Using the Invisible Cities text, answer these:
(a) How many unique cities does Marco Polo speak of?
(b) In which country and decade was OuLiPo formed?
(c) What is the name of the treatise on Sanskrit poetry that Pingala wrote?

### Source document
⟨
There’s a beautiful novel by Italian writer Italo Calvino called Invisible Cities, which narrates a fictional encounter between Mongol emperor Kublai Khan and a certain young Venetian explorer. Nearing the end of his life, the aging emperor begins to realize that the boundless reaches of his empire encompass cities unseen and unknown to him — cities pulsating with unfamiliar patterns and memories. The Khan’s own footprints of conquest are among these patterns and memories; yet so, too, are the cycles of history and empire intertwined with the objects and signs of human dreams and remembrances. The young explorer, a man by the name of Marco Polo, recounts stories of his travels to the emperor. Though the emperor is skeptical of the veracity of Marco Polo’s stories, he listens attentively to the descriptions of these invisible cities. Soon their names and rhythms become entangled in his own imagination.
“Invisible Cities follows a beautiful mathematical structure that repeats chapter titles to form a cascading pattern”
Invisible Cities follows a beautiful mathematical structure that repeats chapter titles to form a cascading pattern (see here for a visual). Marco Polo speaks of 55 unique cities, each in its own short chapter titled with one of 11 possible titles, including those such as “Cities and memory,” “Hidden cities,” “Cities and names,” or “Cities and eyes.” Calvino’s structure was intentional — in a posthumously published interview in The Paris Review, Calvino said of Invisible Cities that “the design … became the plot of a book that had no plot” and that “the architecture is the book itself.”
Calvino was a part of an experimental literature group known as “OuLiPo” (Ouvroir de Littérature Potentielle) which was formed by writers and mathematicians in France in the 1960s. Its members explored the possibilities for verse and prose written under predetermined structural constraints.
OuLiPo’s focus was not new but rather a continuation of the centuries-old practice of studying mathematics and poetry together. The10th-century Indian mathematician Halayudha, for example, wrote extensively about combinatorial mathematics in his studies of Sanskrit prosody. In his writing he presented the construction of what’s now known in the West as Pascal’s triangle as a way of generalizing possibility for poetic metres. Even earlier than Halayudha in around the 2nd or 3rd century BCE, another Indian mathematician Pingala wrote the Chandaḥśāstra, a treatise on Sanskrit poetry. The Chandaḥśāstra contains an algorithm for calculating powers of 2, discussions of the Fibonacci numbers, one of the earliest uses of the number 0 and descriptions of binary numeral systems.
⟩
### Recorded information
⟨
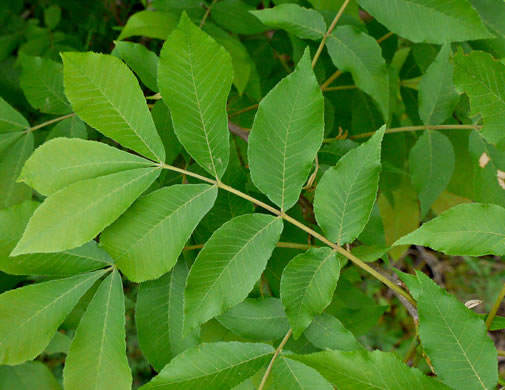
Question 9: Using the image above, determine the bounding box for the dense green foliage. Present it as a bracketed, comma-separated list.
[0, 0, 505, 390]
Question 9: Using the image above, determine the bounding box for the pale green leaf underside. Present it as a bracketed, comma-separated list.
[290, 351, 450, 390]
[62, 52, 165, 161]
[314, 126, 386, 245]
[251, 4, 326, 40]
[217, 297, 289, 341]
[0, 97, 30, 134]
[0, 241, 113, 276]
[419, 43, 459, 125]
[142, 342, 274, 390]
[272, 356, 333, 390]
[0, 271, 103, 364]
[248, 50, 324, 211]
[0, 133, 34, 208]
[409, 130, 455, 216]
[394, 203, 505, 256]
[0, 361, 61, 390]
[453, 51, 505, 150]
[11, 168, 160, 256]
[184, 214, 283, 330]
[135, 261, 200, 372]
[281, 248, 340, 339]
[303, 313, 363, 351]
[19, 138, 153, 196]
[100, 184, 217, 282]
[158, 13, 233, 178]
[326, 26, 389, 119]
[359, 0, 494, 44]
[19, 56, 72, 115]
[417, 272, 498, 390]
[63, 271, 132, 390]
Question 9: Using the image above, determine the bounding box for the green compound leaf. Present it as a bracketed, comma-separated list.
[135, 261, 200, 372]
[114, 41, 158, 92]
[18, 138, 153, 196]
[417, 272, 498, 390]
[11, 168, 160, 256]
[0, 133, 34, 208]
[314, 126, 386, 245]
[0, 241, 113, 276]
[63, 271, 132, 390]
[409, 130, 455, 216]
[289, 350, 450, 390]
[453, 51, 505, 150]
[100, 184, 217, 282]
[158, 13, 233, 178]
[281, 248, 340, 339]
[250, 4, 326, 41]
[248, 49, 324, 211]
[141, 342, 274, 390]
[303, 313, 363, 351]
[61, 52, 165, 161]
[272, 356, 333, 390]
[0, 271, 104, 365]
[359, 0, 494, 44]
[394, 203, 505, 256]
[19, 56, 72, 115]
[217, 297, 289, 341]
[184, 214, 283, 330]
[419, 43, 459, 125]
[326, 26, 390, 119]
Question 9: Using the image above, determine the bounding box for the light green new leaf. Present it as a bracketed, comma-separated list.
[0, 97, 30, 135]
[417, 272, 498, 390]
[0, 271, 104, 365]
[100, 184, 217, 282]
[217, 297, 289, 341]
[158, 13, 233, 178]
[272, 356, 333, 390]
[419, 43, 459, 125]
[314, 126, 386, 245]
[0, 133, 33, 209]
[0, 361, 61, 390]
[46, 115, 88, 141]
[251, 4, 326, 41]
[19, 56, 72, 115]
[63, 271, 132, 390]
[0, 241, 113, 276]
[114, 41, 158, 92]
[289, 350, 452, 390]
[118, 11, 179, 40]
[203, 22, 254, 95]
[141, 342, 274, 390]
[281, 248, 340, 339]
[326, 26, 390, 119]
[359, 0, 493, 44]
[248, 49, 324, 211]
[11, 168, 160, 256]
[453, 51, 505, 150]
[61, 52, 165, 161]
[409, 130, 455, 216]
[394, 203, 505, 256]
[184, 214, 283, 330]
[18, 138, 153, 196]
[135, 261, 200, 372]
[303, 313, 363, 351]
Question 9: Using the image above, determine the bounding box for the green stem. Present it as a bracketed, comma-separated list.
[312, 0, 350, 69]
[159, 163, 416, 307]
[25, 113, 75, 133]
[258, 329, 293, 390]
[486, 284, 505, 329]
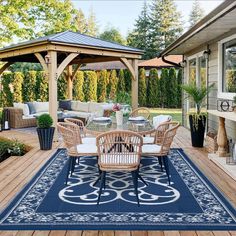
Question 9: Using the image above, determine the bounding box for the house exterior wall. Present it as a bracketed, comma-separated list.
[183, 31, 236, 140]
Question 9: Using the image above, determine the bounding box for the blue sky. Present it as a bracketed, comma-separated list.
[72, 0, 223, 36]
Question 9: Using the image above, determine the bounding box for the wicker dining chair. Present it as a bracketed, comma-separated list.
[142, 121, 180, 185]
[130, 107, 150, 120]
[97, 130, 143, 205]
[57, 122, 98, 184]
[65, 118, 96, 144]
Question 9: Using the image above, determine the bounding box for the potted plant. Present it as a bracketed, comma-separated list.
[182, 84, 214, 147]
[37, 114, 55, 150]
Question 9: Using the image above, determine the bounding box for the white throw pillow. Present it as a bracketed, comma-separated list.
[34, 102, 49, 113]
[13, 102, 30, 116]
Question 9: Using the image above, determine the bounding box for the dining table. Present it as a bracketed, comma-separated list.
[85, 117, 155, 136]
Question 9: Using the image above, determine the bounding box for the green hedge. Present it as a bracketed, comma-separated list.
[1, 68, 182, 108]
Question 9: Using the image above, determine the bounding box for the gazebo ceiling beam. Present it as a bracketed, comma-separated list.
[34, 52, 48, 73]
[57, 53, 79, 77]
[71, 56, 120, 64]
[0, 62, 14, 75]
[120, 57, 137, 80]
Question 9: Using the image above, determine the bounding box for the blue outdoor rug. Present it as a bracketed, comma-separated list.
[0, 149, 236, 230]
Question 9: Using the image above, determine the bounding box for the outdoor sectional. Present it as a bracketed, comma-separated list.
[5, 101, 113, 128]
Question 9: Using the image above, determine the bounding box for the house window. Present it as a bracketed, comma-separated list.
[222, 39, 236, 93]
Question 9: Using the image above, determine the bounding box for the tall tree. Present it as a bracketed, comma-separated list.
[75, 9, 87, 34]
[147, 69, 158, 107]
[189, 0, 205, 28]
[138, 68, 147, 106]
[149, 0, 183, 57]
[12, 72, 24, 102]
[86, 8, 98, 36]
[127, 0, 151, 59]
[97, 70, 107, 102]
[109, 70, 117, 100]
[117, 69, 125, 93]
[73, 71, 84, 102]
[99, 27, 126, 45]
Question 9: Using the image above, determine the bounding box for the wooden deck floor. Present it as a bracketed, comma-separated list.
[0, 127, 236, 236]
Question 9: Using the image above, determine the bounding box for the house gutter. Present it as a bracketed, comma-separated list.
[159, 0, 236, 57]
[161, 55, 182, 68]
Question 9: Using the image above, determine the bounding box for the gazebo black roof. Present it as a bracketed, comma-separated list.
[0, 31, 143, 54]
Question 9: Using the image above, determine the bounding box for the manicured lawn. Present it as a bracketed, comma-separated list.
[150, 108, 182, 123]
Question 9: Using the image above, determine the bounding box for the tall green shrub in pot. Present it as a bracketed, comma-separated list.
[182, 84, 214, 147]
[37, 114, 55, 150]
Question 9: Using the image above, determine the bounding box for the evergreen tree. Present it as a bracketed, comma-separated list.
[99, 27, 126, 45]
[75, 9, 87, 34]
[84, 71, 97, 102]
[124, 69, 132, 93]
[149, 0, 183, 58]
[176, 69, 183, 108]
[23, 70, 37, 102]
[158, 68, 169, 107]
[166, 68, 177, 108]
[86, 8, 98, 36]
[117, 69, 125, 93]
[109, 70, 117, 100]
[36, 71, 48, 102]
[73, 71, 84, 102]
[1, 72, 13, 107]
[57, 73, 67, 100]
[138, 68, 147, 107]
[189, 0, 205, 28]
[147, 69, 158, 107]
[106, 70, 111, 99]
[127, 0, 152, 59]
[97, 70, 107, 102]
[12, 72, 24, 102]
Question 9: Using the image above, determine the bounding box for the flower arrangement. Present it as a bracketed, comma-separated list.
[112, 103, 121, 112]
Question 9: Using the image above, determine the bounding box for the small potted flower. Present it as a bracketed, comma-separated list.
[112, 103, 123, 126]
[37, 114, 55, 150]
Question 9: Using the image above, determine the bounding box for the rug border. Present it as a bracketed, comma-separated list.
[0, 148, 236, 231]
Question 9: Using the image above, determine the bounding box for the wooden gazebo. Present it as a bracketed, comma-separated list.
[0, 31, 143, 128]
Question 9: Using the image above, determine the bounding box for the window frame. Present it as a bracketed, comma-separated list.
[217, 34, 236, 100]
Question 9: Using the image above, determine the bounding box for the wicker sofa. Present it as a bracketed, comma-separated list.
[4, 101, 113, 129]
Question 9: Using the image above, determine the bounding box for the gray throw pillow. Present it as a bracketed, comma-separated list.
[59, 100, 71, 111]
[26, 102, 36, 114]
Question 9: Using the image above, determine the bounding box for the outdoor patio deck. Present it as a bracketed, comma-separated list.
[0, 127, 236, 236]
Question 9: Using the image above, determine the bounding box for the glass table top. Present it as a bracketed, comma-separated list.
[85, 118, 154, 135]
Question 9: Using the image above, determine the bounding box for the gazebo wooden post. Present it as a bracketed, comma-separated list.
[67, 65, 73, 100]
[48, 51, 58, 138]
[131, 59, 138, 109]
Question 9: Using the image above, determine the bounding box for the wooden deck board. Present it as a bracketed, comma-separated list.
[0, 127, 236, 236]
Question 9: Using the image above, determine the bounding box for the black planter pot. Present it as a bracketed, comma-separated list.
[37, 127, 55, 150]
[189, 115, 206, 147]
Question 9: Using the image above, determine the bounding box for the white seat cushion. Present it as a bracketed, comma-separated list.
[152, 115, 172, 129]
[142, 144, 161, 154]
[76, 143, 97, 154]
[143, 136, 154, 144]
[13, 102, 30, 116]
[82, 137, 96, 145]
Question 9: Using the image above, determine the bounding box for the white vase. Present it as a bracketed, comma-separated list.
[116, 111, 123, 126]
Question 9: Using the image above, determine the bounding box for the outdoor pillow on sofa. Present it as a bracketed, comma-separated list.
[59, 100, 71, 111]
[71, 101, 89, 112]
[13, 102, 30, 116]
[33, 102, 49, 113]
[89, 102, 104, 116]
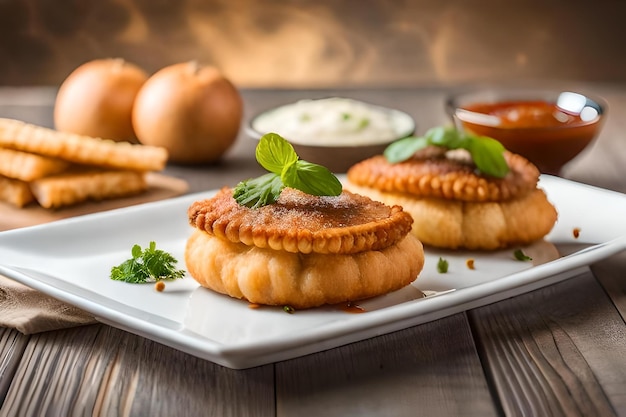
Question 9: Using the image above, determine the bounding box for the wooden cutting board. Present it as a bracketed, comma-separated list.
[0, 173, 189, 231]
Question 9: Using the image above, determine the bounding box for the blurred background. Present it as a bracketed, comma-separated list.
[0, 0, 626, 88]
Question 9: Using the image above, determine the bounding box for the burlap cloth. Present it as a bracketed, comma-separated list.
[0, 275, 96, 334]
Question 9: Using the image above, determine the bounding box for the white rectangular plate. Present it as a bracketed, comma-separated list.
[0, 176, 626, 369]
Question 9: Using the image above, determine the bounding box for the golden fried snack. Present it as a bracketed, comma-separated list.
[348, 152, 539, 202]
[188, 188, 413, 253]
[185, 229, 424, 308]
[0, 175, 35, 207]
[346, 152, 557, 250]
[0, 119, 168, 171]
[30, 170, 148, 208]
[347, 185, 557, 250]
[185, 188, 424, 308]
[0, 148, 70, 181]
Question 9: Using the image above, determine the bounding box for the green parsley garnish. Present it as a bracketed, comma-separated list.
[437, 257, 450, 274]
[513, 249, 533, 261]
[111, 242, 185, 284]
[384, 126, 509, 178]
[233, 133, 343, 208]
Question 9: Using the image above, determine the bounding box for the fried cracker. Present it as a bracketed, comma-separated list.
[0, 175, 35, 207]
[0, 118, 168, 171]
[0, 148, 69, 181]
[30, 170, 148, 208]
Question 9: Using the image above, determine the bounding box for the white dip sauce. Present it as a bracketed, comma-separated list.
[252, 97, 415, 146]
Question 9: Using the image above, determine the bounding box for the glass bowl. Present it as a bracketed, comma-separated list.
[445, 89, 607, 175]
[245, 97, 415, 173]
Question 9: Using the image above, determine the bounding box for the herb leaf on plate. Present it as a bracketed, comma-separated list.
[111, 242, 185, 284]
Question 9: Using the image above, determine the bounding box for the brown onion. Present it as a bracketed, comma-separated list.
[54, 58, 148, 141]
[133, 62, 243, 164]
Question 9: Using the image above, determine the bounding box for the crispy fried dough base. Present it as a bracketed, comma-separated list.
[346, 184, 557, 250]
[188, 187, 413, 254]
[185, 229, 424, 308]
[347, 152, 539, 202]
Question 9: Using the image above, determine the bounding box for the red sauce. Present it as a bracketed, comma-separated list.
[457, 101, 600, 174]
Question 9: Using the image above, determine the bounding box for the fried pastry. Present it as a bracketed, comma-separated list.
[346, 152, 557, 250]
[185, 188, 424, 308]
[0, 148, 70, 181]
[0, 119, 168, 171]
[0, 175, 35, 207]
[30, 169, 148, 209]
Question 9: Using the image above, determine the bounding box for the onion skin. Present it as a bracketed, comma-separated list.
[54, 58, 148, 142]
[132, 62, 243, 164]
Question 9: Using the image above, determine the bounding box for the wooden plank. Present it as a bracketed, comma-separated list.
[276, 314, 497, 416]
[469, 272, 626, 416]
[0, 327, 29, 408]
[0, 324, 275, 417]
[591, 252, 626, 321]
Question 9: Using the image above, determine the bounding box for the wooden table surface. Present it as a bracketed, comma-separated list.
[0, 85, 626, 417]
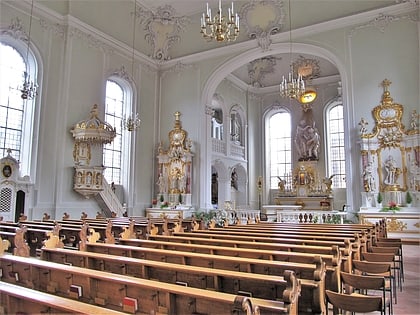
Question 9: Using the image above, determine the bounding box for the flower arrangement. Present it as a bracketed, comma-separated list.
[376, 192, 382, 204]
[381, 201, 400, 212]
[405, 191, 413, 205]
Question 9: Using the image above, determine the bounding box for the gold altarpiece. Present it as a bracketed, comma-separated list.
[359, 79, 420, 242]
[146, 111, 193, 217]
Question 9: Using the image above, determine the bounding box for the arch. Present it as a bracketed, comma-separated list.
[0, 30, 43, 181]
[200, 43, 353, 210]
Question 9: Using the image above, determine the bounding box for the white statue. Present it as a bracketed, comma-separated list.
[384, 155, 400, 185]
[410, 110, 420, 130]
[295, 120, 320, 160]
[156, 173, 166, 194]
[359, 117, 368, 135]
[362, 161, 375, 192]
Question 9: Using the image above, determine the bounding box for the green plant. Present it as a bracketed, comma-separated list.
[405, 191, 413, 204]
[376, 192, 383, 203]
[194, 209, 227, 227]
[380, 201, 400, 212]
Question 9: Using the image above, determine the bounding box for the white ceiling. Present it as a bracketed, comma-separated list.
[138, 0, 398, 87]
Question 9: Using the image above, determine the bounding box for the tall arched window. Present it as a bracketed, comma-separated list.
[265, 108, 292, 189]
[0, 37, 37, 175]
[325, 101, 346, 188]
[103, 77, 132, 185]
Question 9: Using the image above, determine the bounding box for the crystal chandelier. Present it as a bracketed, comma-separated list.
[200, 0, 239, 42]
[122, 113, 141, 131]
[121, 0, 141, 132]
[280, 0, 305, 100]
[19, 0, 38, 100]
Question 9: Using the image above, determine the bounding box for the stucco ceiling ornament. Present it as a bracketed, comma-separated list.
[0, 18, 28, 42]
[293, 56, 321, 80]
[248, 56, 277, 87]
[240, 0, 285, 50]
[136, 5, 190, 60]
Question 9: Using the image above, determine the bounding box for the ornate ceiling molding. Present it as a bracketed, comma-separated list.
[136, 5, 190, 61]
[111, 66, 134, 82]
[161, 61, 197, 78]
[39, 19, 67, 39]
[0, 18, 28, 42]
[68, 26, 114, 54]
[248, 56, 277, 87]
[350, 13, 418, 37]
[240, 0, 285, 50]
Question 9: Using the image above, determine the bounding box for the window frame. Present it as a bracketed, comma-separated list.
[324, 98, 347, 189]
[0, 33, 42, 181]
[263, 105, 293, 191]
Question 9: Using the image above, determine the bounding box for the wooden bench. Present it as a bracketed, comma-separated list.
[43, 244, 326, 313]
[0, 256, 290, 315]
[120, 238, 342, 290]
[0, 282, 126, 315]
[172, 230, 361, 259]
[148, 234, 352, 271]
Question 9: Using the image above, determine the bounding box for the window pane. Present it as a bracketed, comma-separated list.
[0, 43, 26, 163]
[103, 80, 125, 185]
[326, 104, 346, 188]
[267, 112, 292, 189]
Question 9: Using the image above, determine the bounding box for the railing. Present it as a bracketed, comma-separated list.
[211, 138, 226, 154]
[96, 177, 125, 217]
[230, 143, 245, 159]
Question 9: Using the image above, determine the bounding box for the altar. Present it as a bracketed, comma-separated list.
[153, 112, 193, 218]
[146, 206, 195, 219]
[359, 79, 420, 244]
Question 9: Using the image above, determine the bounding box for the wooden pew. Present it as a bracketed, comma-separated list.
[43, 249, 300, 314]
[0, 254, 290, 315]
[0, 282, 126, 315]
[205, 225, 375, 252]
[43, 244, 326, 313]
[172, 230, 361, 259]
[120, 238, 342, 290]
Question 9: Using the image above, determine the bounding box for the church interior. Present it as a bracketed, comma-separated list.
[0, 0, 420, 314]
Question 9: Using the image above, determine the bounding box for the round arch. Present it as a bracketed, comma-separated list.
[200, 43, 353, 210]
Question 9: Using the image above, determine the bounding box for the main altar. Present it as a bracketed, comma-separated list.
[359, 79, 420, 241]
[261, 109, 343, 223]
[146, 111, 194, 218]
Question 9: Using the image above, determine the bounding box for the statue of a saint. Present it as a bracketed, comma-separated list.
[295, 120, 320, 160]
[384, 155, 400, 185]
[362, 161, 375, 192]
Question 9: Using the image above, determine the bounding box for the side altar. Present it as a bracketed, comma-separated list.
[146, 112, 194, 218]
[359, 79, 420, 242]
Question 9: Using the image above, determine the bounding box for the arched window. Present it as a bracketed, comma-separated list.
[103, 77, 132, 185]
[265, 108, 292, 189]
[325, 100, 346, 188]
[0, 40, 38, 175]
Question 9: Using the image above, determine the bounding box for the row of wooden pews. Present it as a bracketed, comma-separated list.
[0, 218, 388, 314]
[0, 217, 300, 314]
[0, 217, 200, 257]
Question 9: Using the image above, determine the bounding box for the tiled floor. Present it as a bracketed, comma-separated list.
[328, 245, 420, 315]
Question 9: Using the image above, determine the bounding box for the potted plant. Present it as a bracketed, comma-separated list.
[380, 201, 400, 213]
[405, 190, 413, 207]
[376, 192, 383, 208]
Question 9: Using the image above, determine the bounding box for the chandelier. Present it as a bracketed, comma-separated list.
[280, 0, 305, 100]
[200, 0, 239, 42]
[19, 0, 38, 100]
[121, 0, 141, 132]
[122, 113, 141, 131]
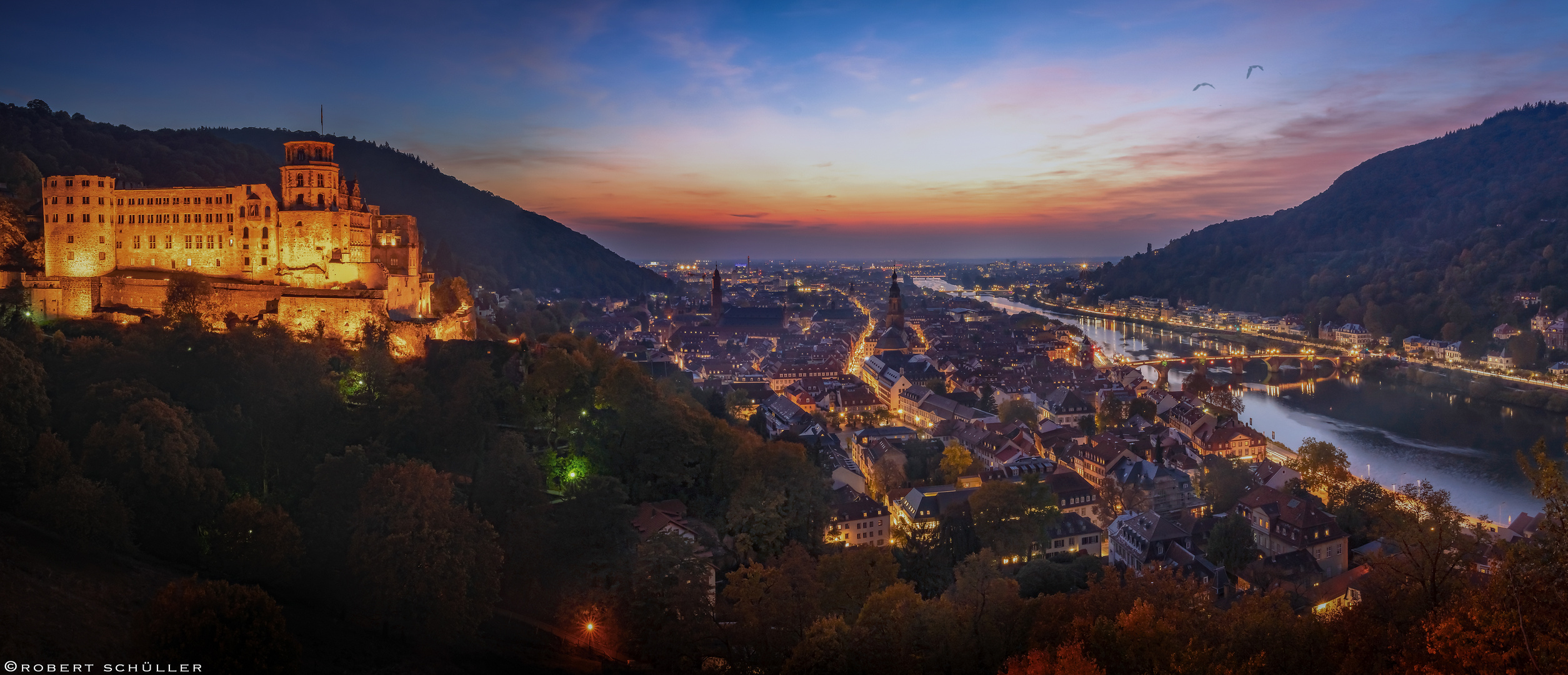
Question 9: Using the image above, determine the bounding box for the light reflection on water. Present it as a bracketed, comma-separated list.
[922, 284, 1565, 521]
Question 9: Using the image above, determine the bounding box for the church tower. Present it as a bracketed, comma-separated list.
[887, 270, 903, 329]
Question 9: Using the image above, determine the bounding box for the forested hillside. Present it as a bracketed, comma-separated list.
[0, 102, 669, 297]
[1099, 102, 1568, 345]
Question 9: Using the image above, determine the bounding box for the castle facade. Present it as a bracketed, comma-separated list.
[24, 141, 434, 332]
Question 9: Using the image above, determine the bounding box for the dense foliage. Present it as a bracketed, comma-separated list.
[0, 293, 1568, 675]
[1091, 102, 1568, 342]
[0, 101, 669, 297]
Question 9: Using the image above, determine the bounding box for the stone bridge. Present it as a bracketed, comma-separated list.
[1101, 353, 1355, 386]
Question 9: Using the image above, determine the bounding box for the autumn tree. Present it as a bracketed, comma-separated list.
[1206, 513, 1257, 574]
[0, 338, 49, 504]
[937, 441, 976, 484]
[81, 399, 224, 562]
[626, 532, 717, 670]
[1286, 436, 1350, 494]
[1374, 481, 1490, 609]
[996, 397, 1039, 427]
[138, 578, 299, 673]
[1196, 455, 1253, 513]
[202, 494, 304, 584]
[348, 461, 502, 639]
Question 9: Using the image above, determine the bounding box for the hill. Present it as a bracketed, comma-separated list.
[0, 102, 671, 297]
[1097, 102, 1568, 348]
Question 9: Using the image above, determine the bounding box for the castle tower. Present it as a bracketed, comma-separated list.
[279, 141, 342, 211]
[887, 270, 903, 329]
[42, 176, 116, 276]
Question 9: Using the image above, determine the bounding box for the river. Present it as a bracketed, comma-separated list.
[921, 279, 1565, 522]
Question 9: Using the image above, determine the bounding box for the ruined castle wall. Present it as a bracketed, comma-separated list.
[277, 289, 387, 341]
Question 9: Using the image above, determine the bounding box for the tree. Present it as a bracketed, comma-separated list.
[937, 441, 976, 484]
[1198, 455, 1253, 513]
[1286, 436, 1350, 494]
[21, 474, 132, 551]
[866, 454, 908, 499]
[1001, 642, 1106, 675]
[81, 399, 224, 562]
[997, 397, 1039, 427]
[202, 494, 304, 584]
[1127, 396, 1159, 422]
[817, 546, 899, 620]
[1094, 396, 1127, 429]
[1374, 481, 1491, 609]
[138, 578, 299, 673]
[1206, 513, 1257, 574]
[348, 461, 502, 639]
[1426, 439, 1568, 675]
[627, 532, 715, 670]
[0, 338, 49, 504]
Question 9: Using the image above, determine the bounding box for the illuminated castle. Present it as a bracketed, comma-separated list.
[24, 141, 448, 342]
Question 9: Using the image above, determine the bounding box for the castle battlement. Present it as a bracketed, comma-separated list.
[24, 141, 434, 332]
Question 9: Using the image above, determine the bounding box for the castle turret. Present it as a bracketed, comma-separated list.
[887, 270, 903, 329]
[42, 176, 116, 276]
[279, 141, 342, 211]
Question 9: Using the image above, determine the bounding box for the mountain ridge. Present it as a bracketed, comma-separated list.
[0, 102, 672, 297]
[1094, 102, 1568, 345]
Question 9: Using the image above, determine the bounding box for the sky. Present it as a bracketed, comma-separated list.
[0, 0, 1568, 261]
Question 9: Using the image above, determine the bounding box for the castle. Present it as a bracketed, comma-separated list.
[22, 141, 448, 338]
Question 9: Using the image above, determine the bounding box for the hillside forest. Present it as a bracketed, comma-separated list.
⟩
### Output of the exercise
(a) 55
(b) France, in the 1960s
(c) The Chandaḥśāstra